▶ **Do this**: Can you duplicate the passage on the new SABS accident benefits word for word, from start to finish?

— START OF Passage given —

Firestone of Lackman, Firestone Law Offices was a speaker and panel moderator on the topic of the new SABS at the tenth annual Oatley-McLeish Guide to Motor Vehicle Litigation, which took place in January at the Law Society of Upper Canada.

There is no question that the new SABS, which took effect on Sept. 1, 2010, reduced the accident benefits available in non-catastrophic cases, Firestone said. FSCO cases have not yet interpreted these various provisions, but “the changes aren’t as restrictive as they first appear,” he said.

New definition of “incurred” expenses

Firestone offered some suggestions when dealing with the definition of “incurred,” which applies to med-rehab benefits, caregiver benefits, attendant care benefits, housekeeping-home maintenance and case management services.

A posting on law firm Thomson Rogers Lawyers’s website notes that between 1991 and 1994, “the definition of incurred expense for the purposes of obtaining attendant care required families to retain professional caregivers in order to qualify for reimbursement under the SABS.” In subsequent years, the law firm says, “the requirement to use professional caregivers was removed and the courts interpreted the word ‘incurred’ in a manner that was more favourable to the insured.” Some trial lawyers say the new definition of “incurred” as of Sept. 1, 2010 swings the pendulum back to the period of 1991-94.

Section 3(7)(e)(iii)(B) of the new SABS says an insured person has not “incurred” expenses for goods and services unless people providing the goods and services have “sustained an economic loss as a result of providing the good or services to the injured person.”

Referring to this section, Firestone said: “If it was to be restricted to loss of income, it would have said ‘loss of income.’ I say economic loss is much broader.”

— END OF Passage given —
— START OF Data lines —

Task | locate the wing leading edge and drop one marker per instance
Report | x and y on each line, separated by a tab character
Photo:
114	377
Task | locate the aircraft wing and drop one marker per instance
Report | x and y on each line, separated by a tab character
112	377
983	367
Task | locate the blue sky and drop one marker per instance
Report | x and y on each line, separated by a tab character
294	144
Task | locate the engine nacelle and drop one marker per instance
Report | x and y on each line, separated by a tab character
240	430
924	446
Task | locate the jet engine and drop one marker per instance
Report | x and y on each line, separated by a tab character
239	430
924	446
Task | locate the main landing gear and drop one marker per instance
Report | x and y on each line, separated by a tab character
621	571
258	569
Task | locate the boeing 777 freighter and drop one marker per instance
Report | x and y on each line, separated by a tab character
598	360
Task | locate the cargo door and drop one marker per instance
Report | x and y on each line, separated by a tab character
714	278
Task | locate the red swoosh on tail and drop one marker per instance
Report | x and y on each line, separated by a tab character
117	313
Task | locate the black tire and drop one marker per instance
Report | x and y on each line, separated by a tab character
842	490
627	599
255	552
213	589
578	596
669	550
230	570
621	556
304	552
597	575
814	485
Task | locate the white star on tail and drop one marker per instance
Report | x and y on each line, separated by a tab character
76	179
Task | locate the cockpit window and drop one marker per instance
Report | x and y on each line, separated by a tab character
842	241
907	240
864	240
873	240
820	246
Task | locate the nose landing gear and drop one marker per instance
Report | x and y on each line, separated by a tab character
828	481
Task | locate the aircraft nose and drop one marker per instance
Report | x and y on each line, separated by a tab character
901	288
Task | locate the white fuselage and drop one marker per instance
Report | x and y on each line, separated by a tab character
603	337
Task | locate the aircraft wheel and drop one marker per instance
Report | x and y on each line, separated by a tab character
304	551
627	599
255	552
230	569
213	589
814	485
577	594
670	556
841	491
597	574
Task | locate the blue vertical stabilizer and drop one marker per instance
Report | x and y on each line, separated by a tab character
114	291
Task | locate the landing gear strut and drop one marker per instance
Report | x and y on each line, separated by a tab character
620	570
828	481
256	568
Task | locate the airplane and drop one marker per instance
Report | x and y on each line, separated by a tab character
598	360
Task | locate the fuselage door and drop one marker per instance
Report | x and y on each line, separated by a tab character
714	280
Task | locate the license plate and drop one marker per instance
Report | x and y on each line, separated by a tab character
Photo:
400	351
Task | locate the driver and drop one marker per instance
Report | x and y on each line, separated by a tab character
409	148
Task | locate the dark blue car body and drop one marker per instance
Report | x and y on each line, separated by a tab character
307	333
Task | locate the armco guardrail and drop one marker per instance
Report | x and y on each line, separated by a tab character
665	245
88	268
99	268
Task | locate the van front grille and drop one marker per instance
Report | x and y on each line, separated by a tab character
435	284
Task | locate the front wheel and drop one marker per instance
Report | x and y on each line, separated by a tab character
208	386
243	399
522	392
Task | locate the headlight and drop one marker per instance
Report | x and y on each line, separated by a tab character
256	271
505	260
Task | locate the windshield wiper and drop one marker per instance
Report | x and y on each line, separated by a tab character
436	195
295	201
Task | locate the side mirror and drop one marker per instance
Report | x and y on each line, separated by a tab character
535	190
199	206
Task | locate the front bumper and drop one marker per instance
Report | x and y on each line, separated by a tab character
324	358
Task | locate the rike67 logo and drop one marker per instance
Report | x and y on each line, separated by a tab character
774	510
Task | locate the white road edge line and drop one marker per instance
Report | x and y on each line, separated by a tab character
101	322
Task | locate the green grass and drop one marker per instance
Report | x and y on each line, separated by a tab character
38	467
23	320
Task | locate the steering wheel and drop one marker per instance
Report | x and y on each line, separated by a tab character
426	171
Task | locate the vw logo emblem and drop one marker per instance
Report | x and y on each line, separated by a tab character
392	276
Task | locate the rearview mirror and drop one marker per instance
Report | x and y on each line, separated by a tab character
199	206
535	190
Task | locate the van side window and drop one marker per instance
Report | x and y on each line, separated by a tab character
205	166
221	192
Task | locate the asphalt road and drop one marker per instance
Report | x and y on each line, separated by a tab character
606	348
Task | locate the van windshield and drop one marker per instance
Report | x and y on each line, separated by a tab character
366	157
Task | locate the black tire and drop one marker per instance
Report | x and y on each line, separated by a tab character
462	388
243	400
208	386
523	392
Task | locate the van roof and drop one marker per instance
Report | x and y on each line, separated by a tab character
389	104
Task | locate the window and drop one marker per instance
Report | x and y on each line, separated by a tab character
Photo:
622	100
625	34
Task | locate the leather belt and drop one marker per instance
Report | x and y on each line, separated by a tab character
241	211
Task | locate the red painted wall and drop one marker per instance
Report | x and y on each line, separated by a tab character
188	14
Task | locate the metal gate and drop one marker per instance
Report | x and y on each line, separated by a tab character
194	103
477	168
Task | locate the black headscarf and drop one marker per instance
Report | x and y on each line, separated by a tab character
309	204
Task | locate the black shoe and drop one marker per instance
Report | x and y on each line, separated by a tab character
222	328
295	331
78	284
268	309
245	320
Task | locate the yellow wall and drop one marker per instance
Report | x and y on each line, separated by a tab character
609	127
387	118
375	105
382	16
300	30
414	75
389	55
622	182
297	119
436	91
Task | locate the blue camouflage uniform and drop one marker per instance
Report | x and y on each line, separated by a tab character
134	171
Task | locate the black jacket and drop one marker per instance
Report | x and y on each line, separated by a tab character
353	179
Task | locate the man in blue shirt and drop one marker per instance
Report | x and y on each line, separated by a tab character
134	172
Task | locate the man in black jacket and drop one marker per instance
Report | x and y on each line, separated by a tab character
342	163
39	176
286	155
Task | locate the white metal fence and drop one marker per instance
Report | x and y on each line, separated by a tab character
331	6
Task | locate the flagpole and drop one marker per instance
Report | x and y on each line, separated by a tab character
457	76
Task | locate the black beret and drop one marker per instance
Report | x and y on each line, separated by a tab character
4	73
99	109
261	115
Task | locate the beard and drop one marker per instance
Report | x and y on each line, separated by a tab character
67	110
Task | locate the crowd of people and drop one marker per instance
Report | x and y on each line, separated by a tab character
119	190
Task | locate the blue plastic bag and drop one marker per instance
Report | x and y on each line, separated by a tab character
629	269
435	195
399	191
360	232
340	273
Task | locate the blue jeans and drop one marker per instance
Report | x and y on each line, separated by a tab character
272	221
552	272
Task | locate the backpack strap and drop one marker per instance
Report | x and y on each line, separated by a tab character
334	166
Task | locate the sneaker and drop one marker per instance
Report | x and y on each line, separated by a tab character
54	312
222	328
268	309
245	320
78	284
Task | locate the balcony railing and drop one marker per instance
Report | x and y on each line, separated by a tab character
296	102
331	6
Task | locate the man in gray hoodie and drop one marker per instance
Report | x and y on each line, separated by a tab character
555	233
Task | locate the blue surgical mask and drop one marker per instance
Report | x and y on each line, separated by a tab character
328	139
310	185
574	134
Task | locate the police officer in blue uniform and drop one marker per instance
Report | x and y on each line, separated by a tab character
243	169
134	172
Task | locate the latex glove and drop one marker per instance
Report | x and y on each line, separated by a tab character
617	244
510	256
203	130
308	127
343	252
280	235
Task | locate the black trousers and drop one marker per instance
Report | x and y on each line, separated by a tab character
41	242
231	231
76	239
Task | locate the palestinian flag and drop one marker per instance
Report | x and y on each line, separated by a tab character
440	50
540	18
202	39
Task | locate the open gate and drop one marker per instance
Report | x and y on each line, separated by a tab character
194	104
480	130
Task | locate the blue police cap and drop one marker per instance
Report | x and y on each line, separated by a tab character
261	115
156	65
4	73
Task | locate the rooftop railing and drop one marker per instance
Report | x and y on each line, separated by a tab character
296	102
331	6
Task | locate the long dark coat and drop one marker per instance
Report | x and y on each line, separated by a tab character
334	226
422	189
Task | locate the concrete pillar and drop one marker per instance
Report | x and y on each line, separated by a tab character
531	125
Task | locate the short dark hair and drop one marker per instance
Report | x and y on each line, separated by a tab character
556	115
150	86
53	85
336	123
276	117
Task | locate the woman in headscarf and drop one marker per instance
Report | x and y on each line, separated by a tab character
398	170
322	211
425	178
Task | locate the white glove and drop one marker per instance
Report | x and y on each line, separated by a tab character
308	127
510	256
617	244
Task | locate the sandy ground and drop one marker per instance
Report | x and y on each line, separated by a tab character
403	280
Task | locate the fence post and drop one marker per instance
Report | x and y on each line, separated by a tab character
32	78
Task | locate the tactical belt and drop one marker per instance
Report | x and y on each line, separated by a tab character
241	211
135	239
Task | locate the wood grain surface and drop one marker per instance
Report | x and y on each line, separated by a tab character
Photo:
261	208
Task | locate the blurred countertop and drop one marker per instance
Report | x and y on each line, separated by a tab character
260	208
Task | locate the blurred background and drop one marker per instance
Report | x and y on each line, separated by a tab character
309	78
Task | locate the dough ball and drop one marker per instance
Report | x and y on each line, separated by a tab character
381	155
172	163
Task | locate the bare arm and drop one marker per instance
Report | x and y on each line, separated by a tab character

— END OF Data lines —

▶ **Answer in full**:
Firestone of Lackman, Firestone Law Offices was a speaker and panel moderator on the topic of the new SABS at the tenth annual Oatley-McLeish Guide to Motor Vehicle Litigation, which took place in January at the Law Society of Upper Canada.

There is no question that the new SABS, which took effect on Sept. 1, 2010, reduced the accident benefits available in non-catastrophic cases, Firestone said. FSCO cases have not yet interpreted these various provisions, but “the changes aren’t as restrictive as they first appear,” he said.

New definition of “incurred” expenses

Firestone offered some suggestions when dealing with the definition of “incurred,” which applies to med-rehab benefits, caregiver benefits, attendant care benefits, housekeeping-home maintenance and case management services.

A posting on law firm Thomson Rogers Lawyers’s website notes that between 1991 and 1994, “the definition of incurred expense for the purposes of obtaining attendant care required families to retain professional caregivers in order to qualify for reimbursement under the SABS.” In subsequent years, the law firm says, “the requirement to use professional caregivers was removed and the courts interpreted the word ‘incurred’ in a manner that was more favourable to the insured.” Some trial lawyers say the new definition of “incurred” as of Sept. 1, 2010 swings the pendulum back to the period of 1991-94.

Section 3(7)(e)(iii)(B) of the new SABS says an insured person has not “incurred” expenses for goods and services unless people providing the goods and services have “sustained an economic loss as a result of providing the good or services to the injured person.”

Referring to this section, Firestone said: “If it was to be restricted to loss of income, it would have said ‘loss of income.’ I say economic loss is much broader.”